§ **Task objective**: Turn the listing below into a numbered list with one entry per line, skipping blank lines and leaving out the pictures.

-------- Source material --------

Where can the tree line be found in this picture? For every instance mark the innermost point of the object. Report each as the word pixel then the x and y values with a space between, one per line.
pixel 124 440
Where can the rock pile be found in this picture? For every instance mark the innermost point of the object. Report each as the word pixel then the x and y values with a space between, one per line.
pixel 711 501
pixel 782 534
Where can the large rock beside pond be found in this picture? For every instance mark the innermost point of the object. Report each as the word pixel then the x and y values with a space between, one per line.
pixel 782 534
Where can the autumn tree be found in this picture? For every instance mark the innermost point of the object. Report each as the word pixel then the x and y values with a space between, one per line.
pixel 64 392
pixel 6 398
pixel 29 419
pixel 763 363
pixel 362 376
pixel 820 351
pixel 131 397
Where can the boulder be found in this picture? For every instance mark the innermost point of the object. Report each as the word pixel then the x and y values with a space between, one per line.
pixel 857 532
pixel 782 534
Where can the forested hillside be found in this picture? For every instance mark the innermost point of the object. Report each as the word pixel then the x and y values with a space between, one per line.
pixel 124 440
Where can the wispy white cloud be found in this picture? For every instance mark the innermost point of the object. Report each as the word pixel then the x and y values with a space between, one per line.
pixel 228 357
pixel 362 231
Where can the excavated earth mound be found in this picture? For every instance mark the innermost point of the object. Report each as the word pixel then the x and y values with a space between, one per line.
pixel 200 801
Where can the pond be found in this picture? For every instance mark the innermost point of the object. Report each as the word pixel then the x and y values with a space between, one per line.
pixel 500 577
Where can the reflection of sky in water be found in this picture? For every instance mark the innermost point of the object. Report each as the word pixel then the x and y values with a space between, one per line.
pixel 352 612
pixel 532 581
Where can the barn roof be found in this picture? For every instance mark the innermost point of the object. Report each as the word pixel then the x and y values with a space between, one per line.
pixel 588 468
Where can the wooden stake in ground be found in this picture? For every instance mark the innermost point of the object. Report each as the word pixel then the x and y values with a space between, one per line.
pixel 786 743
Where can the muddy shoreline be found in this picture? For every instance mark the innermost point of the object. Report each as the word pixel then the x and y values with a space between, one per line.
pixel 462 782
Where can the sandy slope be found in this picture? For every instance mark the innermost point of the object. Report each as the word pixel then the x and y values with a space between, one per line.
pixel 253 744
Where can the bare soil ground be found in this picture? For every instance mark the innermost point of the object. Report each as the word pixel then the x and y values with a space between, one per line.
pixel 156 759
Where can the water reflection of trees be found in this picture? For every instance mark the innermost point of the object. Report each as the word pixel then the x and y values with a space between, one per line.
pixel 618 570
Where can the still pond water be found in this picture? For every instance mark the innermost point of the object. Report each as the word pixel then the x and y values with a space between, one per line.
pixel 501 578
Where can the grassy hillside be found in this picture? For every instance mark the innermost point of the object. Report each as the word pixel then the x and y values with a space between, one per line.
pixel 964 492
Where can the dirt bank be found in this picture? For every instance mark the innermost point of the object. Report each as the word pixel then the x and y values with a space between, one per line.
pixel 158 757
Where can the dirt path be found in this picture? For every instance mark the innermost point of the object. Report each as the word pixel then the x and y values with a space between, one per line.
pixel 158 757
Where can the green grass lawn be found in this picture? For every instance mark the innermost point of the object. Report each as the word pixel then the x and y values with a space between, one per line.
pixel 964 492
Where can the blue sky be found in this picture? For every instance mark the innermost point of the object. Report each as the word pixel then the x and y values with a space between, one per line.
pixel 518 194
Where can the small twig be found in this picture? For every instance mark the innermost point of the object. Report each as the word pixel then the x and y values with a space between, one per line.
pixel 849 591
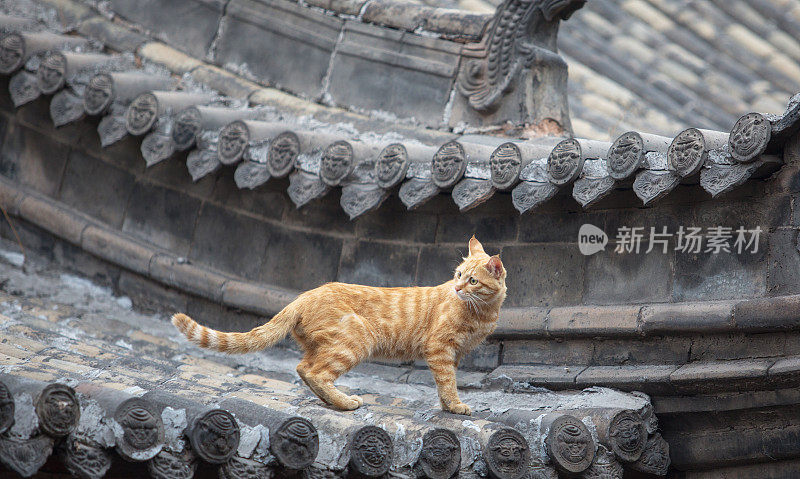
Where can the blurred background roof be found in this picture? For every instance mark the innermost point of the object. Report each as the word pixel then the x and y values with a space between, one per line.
pixel 664 65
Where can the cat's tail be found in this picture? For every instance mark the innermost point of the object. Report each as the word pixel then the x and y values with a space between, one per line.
pixel 256 339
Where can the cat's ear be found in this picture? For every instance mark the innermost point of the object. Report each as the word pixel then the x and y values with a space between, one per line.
pixel 495 266
pixel 475 246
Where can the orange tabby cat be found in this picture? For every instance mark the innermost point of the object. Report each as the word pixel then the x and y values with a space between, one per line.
pixel 339 325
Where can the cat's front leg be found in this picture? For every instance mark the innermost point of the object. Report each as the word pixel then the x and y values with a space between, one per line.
pixel 442 363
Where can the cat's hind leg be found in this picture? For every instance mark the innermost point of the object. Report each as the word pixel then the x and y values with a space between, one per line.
pixel 303 369
pixel 326 369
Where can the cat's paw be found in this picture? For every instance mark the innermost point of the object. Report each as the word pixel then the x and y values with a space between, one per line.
pixel 460 408
pixel 350 403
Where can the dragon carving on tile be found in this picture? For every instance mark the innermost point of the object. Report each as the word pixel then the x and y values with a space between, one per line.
pixel 510 45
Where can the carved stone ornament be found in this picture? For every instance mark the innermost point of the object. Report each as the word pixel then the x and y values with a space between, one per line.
pixel 718 179
pixel 569 444
pixel 440 457
pixel 392 165
pixel 749 137
pixel 627 435
pixel 655 457
pixel 185 128
pixel 358 199
pixel 66 107
pixel 51 72
pixel 111 129
pixel 540 471
pixel 6 408
pixel 687 152
pixel 215 436
pixel 371 451
pixel 337 163
pixel 141 114
pixel 99 94
pixel 565 162
pixel 448 164
pixel 505 164
pixel 23 88
pixel 507 47
pixel 588 191
pixel 85 461
pixel 283 150
pixel 201 163
pixel 507 454
pixel 169 465
pixel 604 466
pixel 12 53
pixel 156 147
pixel 529 194
pixel 625 155
pixel 25 456
pixel 295 443
pixel 233 139
pixel 241 468
pixel 469 193
pixel 58 410
pixel 650 185
pixel 416 191
pixel 142 429
pixel 304 187
pixel 250 174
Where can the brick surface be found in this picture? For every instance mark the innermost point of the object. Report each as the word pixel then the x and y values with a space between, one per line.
pixel 96 188
pixel 768 313
pixel 663 350
pixel 436 264
pixel 739 346
pixel 53 218
pixel 320 259
pixel 378 264
pixel 211 247
pixel 161 216
pixel 543 275
pixel 32 159
pixel 186 276
pixel 190 25
pixel 709 276
pixel 612 277
pixel 111 34
pixel 297 62
pixel 459 228
pixel 556 377
pixel 117 249
pixel 548 351
pixel 267 201
pixel 652 379
pixel 255 298
pixel 741 369
pixel 530 321
pixel 170 58
pixel 687 317
pixel 593 321
pixel 783 271
pixel 224 82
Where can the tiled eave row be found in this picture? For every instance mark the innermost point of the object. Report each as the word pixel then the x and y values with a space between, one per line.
pixel 371 161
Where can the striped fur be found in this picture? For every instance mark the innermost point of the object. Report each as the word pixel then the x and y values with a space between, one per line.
pixel 339 325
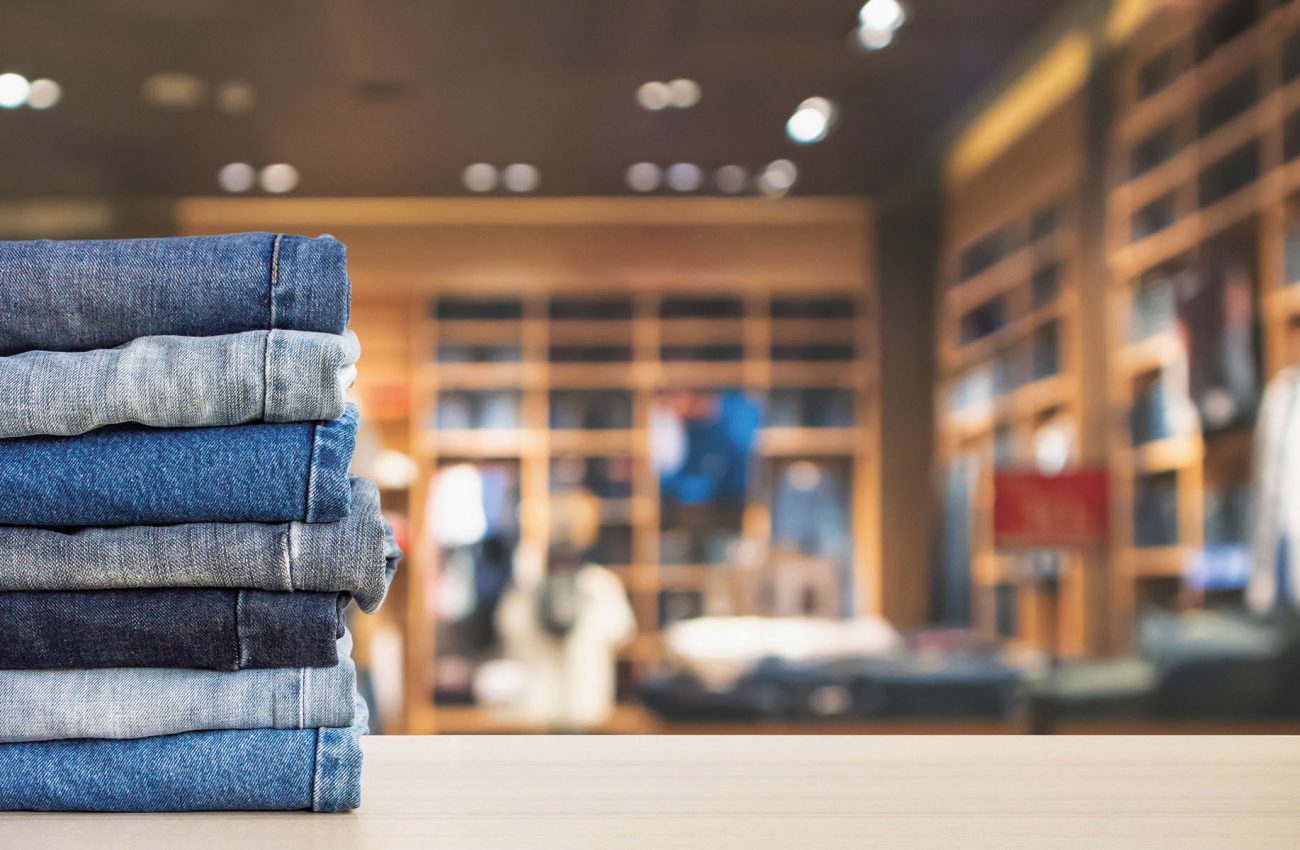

--------

§ **Task output**:
1. Where can the tree line be found in this picture? For every instance mark the innermost point of the object. Report each as the word pixel then the x and y values with a space between, one per line.
2. pixel 124 440
3. Where can the rock pile be found in this picture? For every instance mark the innermost point of the object. Report each as the word pixel then the x and y values with a space between, one per line.
4. pixel 711 501
5. pixel 782 534
6. Where can the large rock beside pond be found in this picture? For every instance mark the innermost point of the object. Report each as the word pixel then the x and y values with a space between, one per line.
7. pixel 782 534
8. Where can the autumn tree be found in this picture? For every instance mark the innermost point of the object. Report each as the word pixel then the x and y values with a space between, one per line.
9. pixel 64 392
10. pixel 6 398
11. pixel 29 419
12. pixel 763 363
13. pixel 362 376
14. pixel 820 351
15. pixel 131 397
16. Where can the boulder be found in this picture? For every instance mark the innermost point of the object. Report each as the word pixel then the x and y values with a space between, one per line.
17. pixel 857 532
18. pixel 782 534
19. Where can the forested hillside be found in this picture? For every instance mark the innermost point of the object. Report each as the word pixel then the x and y values with a space between, one per line.
20. pixel 124 440
21. Where can the wispy white cloud be found in this picture? For every instance mark the innermost point of the object. Report each as the word pixel then the x and y values with a space between, one per line.
22. pixel 228 357
23. pixel 362 231
24. Where can the excavated earth mound be found in this picture? For every instance mark the innermost point of the object. Report each as the word pixel then the x and y values with a space between, one per line.
25. pixel 200 801
26. Where can the pond be found in this picture? For every instance mark the innermost point of the object. Report each as the word pixel then the x and y values with a space between, one per line.
27. pixel 500 577
28. Where can the reflection of sky in water be found in this picture? For every instance mark the innermost point of the object. Report each as the word pixel then the x and y values with a space between, one per line.
29. pixel 352 612
30. pixel 532 581
31. Where can the barn roof be found in this picture? For every instance mark the innermost point of the object. Report each as the word pixel then the x and y values with a space between, one per line.
32. pixel 588 468
33. Where can the wooden stake in ground be found in this picture? For every instance mark the innermost point of the object. Report each as the word pixel then the x and y values with a space between, one per line.
34. pixel 786 743
35. Where can the muddy shoreline be found in this picture? For every instance mark the innermost point of the object. Report each as the word pixel then the x and y values with a space between, one per line.
36. pixel 462 782
37. Where can the sandy slope be found in this picture? For every instance mark the innermost point of the object. Report each as the word pixel then the x and y values with a space between, one per line.
38. pixel 253 744
39. Where can the bare soil ground be found in this picture? For every instance mark the innermost point of the object. Report each as the word pixel then the x and y values with a space between, one per line.
40. pixel 156 759
41. Where can the water reflection of trees be found in this picture? For every instance mark the innermost point of the object. Report each as the word pixel then the x and y values with a space between, one per line.
42. pixel 618 570
43. Where can the still pond water be found in this picture? For every instance mark the innermost point of the object. Report each as the word pixel then the x and y values with a space between, one per line.
44. pixel 501 578
45. Where can the grassy hillside be found in this picture? For every instance mark the innermost point of the object. Report each as the word pixel then the x and y values with a space between, one per line.
46. pixel 964 492
47. Where can the dirt bank be found in this picture? For every instance mark the innermost point of the object. Report each as the word pixel then the x and y values with a space between, one per line.
48. pixel 158 757
49. Where can the dirt path be found in this picture? For every instance mark the innermost point of the object. Report each as the word pixel then the x and y values with a space between, one per line.
50. pixel 158 757
51. Where can the green grass lawn be found in this picture? For every instance mark the innermost point of the object. Report each as the word pixel then the x and y values with a space between, one per line.
52. pixel 964 492
53. Where can the blue sky be found in this picture? For every instance mark the innermost point of the object. Report each as the word pixel then the x and y values with a space between, one per line.
54. pixel 518 194
55. Where can the small twig be found in this picture? For every instance mark the innermost point of the object. Report each as the word pixel then the x and y values with a space between, one per line.
56. pixel 849 591
57. Where can the blurred background roof be found in this picture? For every instance mark the innermost point of the object. Report each as the word pixel then the x and y values with a space between, one per line.
58. pixel 664 65
59. Where can the cat's tail be found in this picture? For every instance mark the innermost point of the object. Report each as the word pixel then the x and y values with a space between, one per line.
60. pixel 256 339
61. Where can the cat's ear be found in this picture? For every instance mark the innermost point of the object. Report each as the word pixel then the x and y values with a space between, one per line.
62. pixel 495 266
63. pixel 475 246
64. Where can the orange tabby cat be found in this picture? For every instance mark the innermost point of the object. Report each as the word pixel then the x and y values with a space between, one per line.
65. pixel 339 325
66. Where can the cat's front leg be found in this picture? For every instance mark the innermost point of the object. Report each as the word pixel then the x and y values with a space between, one per line.
67. pixel 442 363
68. Where can the cat's hind leg be found in this picture? For every instance mark the innermost point of the object. Report each as the word pixel then the x and y values with a space between, one per line.
69. pixel 303 369
70. pixel 326 369
71. Where can the cat's paw be found in this picture? For every instance mark the innermost point of the object. Report each as the word pixel then the x and y values with a space between, one per line.
72. pixel 460 408
73. pixel 350 403
74. Where can the dragon carving on tile be found in this picture? For every instance mark the innermost point of the object. Report each as the word pixel then the x and y values with a space between, one per line.
75. pixel 510 45
76. Where can the carved stone ornament be found in this picture? For every instance mark the innermost point of the object. Report each as the word pixel then the x and y values with a space between, one per line.
77. pixel 718 179
78. pixel 569 444
79. pixel 440 457
80. pixel 392 165
81. pixel 749 137
82. pixel 627 435
83. pixel 655 457
84. pixel 185 128
85. pixel 358 199
86. pixel 66 107
87. pixel 51 72
88. pixel 111 129
89. pixel 540 471
90. pixel 6 408
91. pixel 687 152
92. pixel 215 436
93. pixel 371 451
94. pixel 337 163
95. pixel 141 114
96. pixel 99 94
97. pixel 565 162
98. pixel 448 164
99. pixel 505 164
100. pixel 23 88
101. pixel 507 47
102. pixel 588 191
103. pixel 85 461
104. pixel 283 150
105. pixel 201 163
106. pixel 507 454
107. pixel 169 465
108. pixel 604 466
109. pixel 12 53
110. pixel 156 147
111. pixel 529 194
112. pixel 625 155
113. pixel 25 456
114. pixel 295 443
115. pixel 233 139
116. pixel 241 468
117. pixel 469 193
118. pixel 58 410
119. pixel 650 185
120. pixel 416 191
121. pixel 142 429
122. pixel 304 187
123. pixel 250 174
124. Where can the brick surface be found in this picture? For every instance mark the innermost point of the object. Report each as the word pixel then the x and y values with a space between, one per line.
125. pixel 96 188
126. pixel 768 313
127. pixel 663 350
128. pixel 436 264
129. pixel 739 346
130. pixel 53 218
131. pixel 320 259
132. pixel 378 264
133. pixel 211 247
134. pixel 161 216
135. pixel 543 275
136. pixel 32 159
137. pixel 186 276
138. pixel 190 25
139. pixel 709 276
140. pixel 612 277
141. pixel 111 34
142. pixel 297 62
143. pixel 459 228
144. pixel 556 377
145. pixel 117 249
146. pixel 548 351
147. pixel 267 201
148. pixel 652 379
149. pixel 255 298
150. pixel 741 369
151. pixel 530 321
152. pixel 170 58
153. pixel 687 317
154. pixel 593 321
155. pixel 783 271
156. pixel 224 82
157. Where can the tiled eave row be found in this picture? For every instance mark the innermost point of the object. Report each as the word pixel then the x and y values with a space between, one per line.
158. pixel 371 161
159. Where can the striped fur be found in this picture? For every instance mark the innermost point of the object. Report each as the word pixel then the x and y values with a space between, one per line.
160. pixel 339 325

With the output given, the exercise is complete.